Set exercise: Print the stretch of records from the line containing "bench frame in" through the line containing "323), (181, 337)]", with both of those lines included. Reproduce those lines exactly and nothing else.

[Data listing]
=======

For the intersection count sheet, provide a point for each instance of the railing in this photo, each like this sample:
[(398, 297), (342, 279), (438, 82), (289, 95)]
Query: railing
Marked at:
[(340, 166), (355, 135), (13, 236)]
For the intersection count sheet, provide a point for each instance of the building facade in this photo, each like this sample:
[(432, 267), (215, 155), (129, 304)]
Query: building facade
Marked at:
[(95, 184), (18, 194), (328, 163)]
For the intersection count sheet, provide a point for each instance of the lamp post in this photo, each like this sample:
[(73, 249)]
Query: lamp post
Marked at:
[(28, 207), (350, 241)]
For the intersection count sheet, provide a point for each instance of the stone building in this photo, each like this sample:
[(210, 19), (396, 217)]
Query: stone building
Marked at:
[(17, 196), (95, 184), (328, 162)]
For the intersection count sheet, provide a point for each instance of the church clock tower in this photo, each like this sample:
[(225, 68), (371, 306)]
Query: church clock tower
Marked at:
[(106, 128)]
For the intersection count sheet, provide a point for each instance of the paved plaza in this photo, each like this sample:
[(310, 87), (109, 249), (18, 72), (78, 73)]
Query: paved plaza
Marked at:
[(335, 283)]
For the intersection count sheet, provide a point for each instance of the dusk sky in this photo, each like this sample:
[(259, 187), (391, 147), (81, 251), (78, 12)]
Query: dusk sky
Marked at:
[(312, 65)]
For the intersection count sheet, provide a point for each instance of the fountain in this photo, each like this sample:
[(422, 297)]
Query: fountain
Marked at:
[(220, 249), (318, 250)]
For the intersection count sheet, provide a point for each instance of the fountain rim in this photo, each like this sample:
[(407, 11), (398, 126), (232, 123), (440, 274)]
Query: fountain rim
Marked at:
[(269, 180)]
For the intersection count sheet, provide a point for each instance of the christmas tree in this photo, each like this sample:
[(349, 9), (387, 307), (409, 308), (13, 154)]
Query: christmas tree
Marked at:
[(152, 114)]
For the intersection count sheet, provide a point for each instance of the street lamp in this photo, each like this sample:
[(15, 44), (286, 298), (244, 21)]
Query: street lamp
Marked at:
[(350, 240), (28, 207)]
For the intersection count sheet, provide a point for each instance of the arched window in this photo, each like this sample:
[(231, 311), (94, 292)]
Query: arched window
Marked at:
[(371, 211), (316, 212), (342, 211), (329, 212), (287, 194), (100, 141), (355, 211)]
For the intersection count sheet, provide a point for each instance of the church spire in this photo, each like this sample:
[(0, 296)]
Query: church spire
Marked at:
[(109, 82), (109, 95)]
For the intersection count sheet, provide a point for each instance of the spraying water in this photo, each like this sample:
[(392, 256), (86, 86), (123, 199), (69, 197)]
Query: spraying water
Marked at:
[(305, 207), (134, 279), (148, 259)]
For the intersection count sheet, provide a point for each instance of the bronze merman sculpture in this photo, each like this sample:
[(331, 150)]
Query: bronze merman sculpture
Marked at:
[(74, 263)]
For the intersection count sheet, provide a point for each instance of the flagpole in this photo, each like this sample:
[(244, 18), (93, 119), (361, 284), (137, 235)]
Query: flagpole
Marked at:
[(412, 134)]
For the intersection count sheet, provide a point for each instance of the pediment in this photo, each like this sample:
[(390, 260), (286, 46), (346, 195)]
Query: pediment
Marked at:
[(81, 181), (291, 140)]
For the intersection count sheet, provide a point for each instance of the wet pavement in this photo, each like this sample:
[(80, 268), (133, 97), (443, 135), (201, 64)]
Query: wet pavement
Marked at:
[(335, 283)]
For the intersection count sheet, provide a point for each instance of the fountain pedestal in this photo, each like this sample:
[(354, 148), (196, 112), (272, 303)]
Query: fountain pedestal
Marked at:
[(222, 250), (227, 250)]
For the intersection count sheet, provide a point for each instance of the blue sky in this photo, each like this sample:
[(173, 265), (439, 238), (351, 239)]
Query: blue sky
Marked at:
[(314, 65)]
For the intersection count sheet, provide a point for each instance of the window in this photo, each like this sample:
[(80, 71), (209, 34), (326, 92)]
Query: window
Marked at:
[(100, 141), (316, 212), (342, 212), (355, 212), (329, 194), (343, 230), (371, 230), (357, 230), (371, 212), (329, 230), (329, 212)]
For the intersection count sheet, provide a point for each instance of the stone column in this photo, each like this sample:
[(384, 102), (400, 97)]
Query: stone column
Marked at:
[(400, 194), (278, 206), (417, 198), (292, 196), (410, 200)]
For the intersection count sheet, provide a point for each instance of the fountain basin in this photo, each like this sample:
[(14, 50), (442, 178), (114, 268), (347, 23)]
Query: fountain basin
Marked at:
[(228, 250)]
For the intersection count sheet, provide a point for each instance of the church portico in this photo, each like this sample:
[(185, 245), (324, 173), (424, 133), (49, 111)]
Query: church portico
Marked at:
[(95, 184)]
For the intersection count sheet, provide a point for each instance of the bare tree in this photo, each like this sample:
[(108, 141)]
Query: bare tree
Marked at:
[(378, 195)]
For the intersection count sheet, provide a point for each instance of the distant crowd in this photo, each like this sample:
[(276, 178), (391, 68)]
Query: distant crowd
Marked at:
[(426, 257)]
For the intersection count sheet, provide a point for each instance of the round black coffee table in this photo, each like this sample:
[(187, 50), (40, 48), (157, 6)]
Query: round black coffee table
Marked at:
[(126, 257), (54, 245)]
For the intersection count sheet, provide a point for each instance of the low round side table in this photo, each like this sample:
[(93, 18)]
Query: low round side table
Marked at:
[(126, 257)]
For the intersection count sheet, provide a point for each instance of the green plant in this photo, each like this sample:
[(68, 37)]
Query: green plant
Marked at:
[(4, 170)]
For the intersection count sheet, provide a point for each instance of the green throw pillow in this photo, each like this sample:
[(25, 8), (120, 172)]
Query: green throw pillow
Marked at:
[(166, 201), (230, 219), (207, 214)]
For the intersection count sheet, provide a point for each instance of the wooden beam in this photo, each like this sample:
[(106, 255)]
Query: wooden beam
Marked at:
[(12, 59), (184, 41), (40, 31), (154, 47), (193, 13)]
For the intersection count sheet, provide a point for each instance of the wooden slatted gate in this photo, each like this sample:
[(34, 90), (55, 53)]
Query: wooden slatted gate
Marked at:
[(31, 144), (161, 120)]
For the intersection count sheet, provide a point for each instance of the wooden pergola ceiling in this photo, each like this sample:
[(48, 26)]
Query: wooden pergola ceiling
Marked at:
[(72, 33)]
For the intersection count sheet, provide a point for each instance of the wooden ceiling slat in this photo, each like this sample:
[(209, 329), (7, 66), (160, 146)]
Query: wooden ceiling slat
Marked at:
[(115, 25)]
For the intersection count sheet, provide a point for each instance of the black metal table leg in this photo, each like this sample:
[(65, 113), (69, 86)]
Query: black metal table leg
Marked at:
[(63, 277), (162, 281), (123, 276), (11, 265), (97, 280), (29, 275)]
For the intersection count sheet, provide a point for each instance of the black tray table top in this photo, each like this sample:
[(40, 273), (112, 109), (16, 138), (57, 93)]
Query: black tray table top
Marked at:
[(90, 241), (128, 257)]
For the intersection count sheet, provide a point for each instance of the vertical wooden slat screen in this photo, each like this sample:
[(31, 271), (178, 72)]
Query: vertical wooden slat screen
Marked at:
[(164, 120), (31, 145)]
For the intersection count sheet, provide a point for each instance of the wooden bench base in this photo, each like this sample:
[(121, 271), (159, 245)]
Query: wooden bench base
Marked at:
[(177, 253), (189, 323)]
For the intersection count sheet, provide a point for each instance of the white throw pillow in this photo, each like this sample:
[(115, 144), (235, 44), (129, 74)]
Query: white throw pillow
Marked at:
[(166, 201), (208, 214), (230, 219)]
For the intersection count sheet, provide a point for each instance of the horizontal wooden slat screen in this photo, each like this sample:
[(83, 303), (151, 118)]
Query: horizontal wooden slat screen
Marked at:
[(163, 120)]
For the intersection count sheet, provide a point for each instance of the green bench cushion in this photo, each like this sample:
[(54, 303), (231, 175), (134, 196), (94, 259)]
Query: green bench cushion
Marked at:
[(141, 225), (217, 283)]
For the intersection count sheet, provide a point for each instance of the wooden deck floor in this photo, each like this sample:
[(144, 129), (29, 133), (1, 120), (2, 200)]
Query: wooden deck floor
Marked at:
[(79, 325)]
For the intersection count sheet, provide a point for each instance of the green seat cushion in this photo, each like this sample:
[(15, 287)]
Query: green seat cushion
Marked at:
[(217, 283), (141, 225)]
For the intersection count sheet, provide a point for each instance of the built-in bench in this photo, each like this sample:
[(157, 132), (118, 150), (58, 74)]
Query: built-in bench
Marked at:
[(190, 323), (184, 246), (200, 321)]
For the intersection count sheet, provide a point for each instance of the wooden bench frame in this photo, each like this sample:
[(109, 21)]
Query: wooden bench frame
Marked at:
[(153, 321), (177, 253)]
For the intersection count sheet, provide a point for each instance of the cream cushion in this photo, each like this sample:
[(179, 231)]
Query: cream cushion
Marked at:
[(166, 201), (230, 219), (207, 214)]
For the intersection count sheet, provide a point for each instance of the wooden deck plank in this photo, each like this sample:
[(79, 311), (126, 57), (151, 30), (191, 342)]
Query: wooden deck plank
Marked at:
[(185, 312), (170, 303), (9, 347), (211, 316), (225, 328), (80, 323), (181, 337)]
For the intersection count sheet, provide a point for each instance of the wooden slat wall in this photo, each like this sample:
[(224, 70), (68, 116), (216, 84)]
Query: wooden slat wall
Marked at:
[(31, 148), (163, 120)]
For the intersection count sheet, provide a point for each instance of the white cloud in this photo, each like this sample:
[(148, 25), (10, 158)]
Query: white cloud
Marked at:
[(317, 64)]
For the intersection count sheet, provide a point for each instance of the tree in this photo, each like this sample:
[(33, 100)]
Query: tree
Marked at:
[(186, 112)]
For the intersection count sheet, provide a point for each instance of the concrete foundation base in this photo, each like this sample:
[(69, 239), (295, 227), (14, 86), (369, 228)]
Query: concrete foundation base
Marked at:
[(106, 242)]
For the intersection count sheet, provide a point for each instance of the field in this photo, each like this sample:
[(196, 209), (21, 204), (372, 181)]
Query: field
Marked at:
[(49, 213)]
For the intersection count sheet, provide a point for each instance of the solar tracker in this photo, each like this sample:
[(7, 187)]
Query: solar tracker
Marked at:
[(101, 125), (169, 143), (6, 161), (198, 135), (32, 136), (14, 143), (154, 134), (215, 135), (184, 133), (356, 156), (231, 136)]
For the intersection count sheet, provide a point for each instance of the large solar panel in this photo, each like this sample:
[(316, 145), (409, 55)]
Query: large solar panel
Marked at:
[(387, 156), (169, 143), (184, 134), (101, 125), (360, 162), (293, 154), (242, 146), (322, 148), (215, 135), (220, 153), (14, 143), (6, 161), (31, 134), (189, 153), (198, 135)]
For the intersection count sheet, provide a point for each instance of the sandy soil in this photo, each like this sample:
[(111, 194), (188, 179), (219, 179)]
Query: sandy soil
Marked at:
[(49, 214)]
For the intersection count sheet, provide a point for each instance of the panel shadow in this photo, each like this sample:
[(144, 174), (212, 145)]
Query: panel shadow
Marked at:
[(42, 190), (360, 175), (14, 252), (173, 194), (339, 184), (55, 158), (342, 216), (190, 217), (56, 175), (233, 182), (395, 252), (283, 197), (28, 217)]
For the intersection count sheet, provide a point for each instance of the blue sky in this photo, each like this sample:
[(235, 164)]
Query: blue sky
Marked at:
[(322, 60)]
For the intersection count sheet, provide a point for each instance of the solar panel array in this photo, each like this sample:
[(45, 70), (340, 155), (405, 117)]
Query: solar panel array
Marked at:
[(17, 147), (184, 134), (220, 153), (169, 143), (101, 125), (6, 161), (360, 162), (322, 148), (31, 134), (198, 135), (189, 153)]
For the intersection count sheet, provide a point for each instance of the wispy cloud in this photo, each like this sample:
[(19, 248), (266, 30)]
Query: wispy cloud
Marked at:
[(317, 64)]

=======

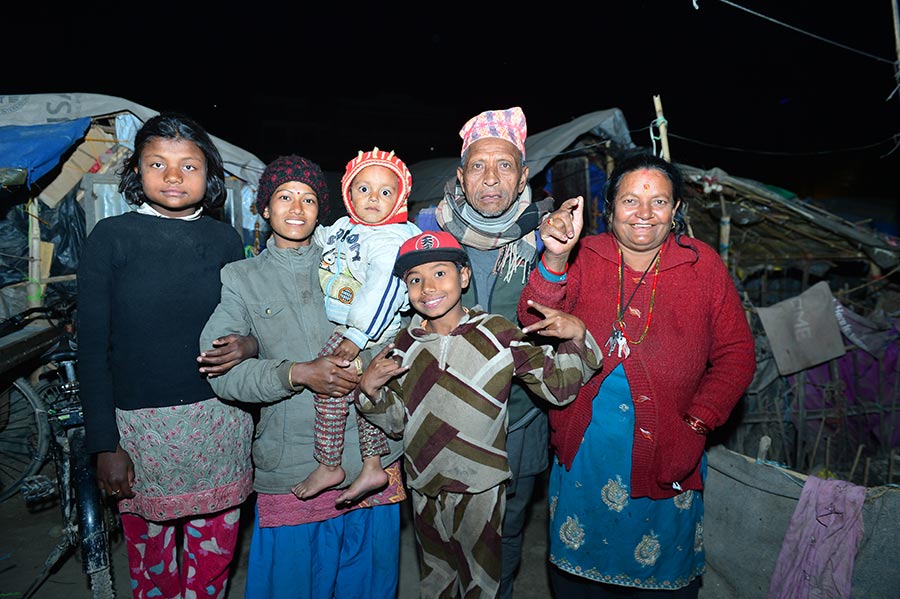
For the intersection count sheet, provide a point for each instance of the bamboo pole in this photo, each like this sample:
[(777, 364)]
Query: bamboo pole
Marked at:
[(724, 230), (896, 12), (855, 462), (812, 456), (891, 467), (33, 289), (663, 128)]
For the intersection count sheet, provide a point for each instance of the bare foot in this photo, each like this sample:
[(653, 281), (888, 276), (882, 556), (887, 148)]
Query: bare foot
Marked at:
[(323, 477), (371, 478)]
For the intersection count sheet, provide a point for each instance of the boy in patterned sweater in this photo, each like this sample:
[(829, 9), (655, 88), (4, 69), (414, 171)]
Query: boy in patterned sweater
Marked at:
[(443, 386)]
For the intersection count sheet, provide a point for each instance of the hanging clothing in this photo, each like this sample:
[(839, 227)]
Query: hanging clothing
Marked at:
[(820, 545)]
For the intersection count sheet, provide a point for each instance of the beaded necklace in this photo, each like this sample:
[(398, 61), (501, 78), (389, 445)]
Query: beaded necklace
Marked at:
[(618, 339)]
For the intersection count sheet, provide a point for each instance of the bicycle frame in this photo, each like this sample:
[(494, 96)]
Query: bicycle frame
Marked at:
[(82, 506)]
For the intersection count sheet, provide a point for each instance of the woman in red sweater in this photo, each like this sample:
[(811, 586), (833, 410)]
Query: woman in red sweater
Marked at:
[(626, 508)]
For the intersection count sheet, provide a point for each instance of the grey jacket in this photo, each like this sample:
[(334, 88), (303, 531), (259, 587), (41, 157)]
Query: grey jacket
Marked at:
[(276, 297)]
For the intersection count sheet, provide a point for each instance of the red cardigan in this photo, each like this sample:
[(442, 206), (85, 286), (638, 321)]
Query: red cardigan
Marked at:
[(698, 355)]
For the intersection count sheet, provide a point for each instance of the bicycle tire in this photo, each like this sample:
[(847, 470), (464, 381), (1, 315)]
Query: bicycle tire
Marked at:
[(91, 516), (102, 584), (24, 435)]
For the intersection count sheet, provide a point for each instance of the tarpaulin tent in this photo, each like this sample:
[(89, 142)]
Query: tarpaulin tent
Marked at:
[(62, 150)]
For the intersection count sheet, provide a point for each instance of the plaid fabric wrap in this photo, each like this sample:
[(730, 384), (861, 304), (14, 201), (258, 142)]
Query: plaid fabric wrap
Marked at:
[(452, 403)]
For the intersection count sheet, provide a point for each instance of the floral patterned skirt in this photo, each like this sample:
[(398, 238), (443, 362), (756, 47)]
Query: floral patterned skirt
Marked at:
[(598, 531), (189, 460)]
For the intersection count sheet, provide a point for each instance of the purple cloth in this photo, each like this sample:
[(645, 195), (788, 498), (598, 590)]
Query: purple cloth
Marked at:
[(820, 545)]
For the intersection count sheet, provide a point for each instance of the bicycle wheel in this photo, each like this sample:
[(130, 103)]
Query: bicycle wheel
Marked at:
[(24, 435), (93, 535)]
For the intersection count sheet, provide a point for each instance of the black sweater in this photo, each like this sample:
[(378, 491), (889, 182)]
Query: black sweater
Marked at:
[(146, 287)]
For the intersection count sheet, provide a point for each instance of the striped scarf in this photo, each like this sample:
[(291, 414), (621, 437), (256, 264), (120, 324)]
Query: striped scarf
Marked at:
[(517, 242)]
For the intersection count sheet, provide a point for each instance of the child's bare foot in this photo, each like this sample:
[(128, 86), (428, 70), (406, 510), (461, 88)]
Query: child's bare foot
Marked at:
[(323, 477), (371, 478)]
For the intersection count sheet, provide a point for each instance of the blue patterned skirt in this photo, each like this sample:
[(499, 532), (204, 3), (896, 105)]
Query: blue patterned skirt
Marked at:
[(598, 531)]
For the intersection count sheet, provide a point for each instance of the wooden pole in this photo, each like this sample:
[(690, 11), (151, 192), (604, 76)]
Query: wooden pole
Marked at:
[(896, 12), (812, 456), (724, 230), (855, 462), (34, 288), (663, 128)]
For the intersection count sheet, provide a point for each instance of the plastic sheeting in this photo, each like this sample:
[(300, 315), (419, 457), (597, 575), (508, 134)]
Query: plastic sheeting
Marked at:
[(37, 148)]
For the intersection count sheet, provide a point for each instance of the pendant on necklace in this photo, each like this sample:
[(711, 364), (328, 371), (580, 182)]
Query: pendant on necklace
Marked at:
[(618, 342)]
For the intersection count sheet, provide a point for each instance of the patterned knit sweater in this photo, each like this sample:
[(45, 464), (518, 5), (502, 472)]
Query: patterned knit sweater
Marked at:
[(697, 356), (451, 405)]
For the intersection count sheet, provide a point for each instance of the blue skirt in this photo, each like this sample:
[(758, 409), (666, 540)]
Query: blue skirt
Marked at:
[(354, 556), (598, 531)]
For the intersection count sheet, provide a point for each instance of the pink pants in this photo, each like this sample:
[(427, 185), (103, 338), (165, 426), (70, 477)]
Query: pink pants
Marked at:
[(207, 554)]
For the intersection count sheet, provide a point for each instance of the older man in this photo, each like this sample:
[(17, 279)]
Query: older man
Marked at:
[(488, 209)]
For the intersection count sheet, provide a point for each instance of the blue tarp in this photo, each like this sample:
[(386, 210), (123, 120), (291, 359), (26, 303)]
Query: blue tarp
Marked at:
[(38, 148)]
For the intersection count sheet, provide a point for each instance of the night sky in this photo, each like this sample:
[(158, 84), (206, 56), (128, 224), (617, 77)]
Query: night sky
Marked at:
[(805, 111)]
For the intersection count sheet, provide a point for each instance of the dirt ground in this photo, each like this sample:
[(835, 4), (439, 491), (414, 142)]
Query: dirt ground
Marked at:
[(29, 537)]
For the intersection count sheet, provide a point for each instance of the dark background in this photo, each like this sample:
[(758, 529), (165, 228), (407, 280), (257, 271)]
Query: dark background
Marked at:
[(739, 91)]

=======

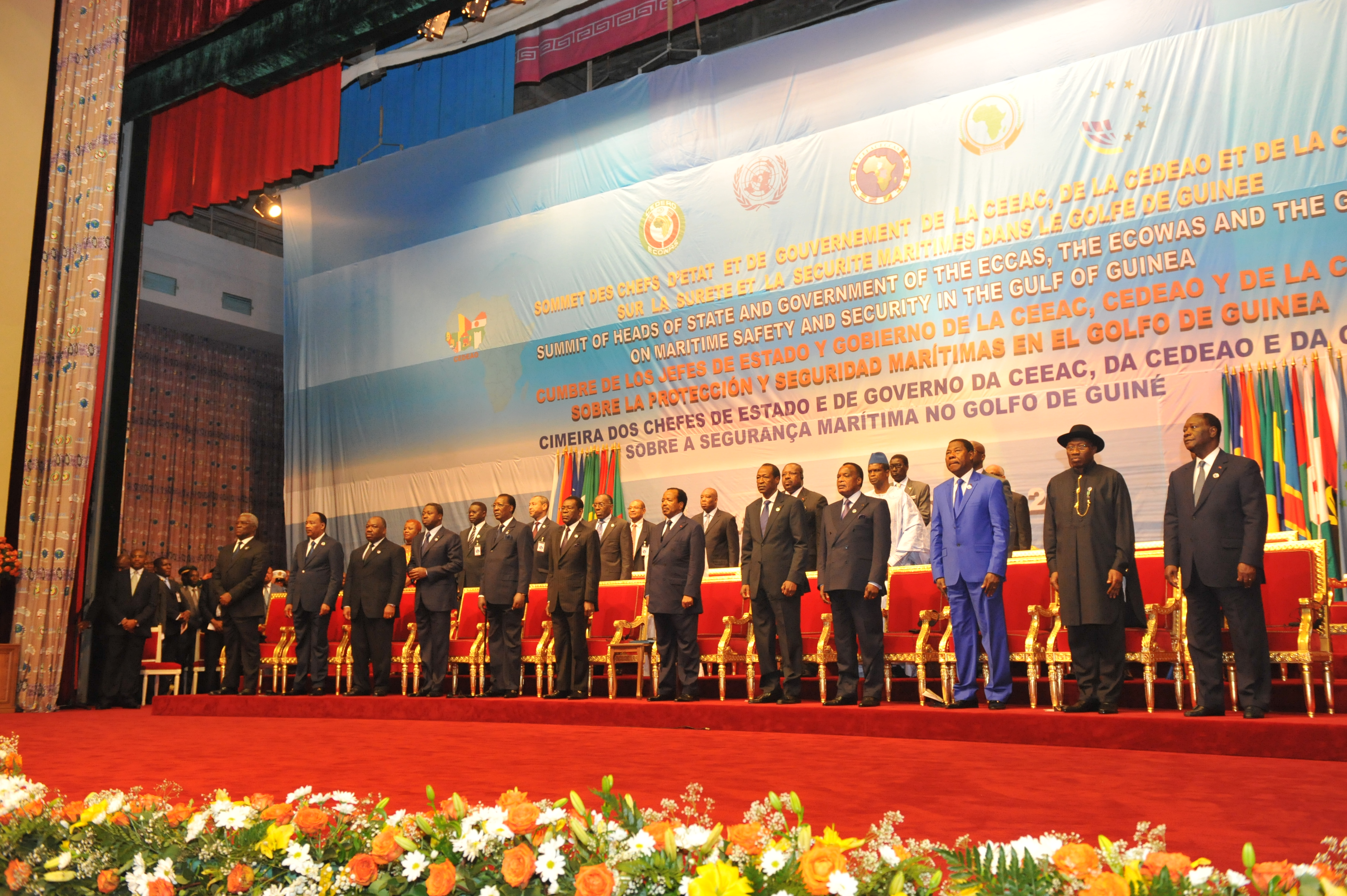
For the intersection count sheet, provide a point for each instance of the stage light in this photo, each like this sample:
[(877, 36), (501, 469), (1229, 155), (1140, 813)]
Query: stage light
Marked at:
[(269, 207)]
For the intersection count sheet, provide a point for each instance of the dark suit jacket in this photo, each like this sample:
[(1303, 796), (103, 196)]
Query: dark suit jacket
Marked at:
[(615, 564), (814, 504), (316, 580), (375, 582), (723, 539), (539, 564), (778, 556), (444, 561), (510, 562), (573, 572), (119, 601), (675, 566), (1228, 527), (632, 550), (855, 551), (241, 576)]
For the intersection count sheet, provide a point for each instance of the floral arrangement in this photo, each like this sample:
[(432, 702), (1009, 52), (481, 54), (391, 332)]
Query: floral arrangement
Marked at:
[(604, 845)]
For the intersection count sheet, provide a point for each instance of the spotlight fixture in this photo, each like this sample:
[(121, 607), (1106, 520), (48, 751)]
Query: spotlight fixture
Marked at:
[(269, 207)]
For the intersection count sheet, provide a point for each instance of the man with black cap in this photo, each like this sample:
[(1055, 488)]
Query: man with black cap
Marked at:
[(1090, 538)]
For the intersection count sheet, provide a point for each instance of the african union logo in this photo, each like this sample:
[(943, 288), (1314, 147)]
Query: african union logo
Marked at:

=======

Output below:
For the intersection count sheet, provide a point for each instance of the wooden bench frame in this photo, each like this sample:
[(109, 21)]
Query: wooden bench frame
Marked at:
[(153, 321), (177, 253)]
For the intersection count sheet, provide a point for each instance of the cream cushion in this photo, each like this sample:
[(179, 231)]
Query: cream cushion
Marked at:
[(166, 201), (230, 219), (207, 214)]
For the intersection count sheet, provide a point for each instance of the wooden deck plank in this photo, each like this sample:
[(79, 311), (126, 57), (151, 30), (191, 342)]
Query: wooden deck plank
Marked at:
[(185, 312), (170, 303), (9, 347), (211, 316), (225, 328), (80, 323), (181, 337)]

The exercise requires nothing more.